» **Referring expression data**

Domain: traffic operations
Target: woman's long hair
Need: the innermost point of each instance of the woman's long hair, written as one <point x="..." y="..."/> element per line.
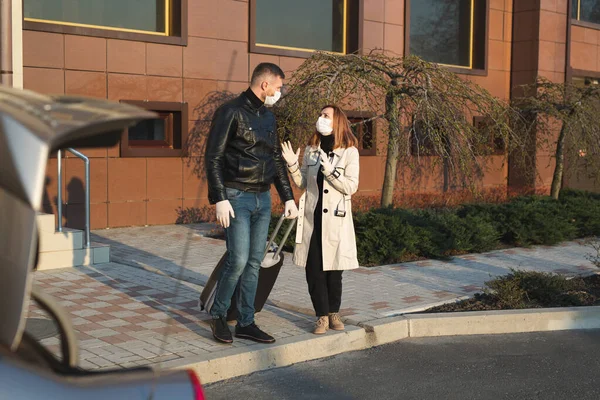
<point x="342" y="133"/>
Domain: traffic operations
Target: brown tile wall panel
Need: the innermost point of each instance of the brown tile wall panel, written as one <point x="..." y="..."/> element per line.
<point x="255" y="59"/>
<point x="371" y="173"/>
<point x="195" y="203"/>
<point x="197" y="140"/>
<point x="591" y="36"/>
<point x="578" y="34"/>
<point x="547" y="60"/>
<point x="44" y="80"/>
<point x="194" y="184"/>
<point x="127" y="87"/>
<point x="126" y="179"/>
<point x="126" y="57"/>
<point x="162" y="212"/>
<point x="226" y="60"/>
<point x="549" y="5"/>
<point x="85" y="83"/>
<point x="74" y="180"/>
<point x="99" y="216"/>
<point x="114" y="151"/>
<point x="289" y="65"/>
<point x="233" y="88"/>
<point x="164" y="89"/>
<point x="223" y="19"/>
<point x="494" y="82"/>
<point x="524" y="56"/>
<point x="527" y="25"/>
<point x="164" y="60"/>
<point x="165" y="178"/>
<point x="85" y="53"/>
<point x="126" y="214"/>
<point x="374" y="10"/>
<point x="197" y="93"/>
<point x="496" y="55"/>
<point x="43" y="49"/>
<point x="526" y="5"/>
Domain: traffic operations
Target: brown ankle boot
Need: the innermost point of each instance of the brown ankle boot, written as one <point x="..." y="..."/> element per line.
<point x="321" y="326"/>
<point x="335" y="322"/>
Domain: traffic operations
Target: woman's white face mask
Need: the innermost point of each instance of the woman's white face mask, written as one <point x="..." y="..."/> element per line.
<point x="324" y="126"/>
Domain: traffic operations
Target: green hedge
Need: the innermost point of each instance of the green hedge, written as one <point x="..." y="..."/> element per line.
<point x="398" y="235"/>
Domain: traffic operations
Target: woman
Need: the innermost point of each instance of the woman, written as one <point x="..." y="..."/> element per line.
<point x="325" y="240"/>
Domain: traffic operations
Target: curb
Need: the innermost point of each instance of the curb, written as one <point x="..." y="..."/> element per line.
<point x="288" y="351"/>
<point x="504" y="321"/>
<point x="239" y="362"/>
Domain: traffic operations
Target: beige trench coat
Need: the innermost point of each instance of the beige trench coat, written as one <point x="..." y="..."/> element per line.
<point x="338" y="238"/>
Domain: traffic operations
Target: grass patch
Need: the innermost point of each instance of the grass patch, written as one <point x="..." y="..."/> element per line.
<point x="526" y="289"/>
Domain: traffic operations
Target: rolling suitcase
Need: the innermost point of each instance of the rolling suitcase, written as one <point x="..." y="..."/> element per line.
<point x="270" y="267"/>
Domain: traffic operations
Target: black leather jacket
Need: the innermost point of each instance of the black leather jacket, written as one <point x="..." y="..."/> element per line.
<point x="243" y="151"/>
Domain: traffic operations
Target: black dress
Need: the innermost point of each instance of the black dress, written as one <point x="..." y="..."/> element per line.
<point x="325" y="287"/>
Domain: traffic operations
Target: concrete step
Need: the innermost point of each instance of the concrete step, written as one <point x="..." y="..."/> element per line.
<point x="96" y="254"/>
<point x="68" y="239"/>
<point x="46" y="222"/>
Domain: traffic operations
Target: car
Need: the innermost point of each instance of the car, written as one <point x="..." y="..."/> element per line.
<point x="33" y="126"/>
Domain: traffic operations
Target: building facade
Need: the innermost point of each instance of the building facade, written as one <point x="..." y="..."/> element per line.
<point x="172" y="55"/>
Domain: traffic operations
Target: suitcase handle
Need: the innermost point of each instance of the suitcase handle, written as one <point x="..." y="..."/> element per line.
<point x="274" y="234"/>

» **TASK INSTRUCTIONS**
Taking the entries above, print exactly the lines starting at the line with "Target: green hedge" and ending at the line with "Target: concrete step", both included.

» **EXERCISE SOLUTION**
Target: green hedge
Need: the innermost point of each instance of the green hedge, written as one <point x="..." y="..."/> element per line.
<point x="398" y="235"/>
Domain: traffic operations
Target: woman
Need: the innermost point of each instance of the woman, written as one <point x="..." y="..."/> element per line.
<point x="325" y="240"/>
Domain: traffic operations
Target: curb
Need: the innermost point of each instance of the curb, written as one <point x="..." y="..."/> element per line.
<point x="288" y="351"/>
<point x="504" y="321"/>
<point x="239" y="362"/>
Domain: traffic operations
Target: beige trench coat
Need: the innermost point of each instance of the beige trench coat, written as one <point x="..." y="..."/> element per line.
<point x="338" y="238"/>
Domain: traffic operations
Target: grass patch
Need: the innermost point of each instance of the grass patch, written as one <point x="..." y="..."/> element per line.
<point x="526" y="289"/>
Domain: traffic operations
Target: rolling suitcase
Need: the innermost point of each instance of the rolling suitcase, written as one <point x="..." y="..."/> element per line.
<point x="270" y="267"/>
Domain: traffic operations
Target: black leather jacket
Need: the innermost point of each instance of the black leather jacket, written as one <point x="..." y="..."/> element per line.
<point x="243" y="151"/>
Domain: traffic operations
Target: black dress
Need: the innermost point of each instance of the black dress, written as one <point x="..." y="..."/> element per line.
<point x="325" y="287"/>
Domain: traffic operations
Target: concrete step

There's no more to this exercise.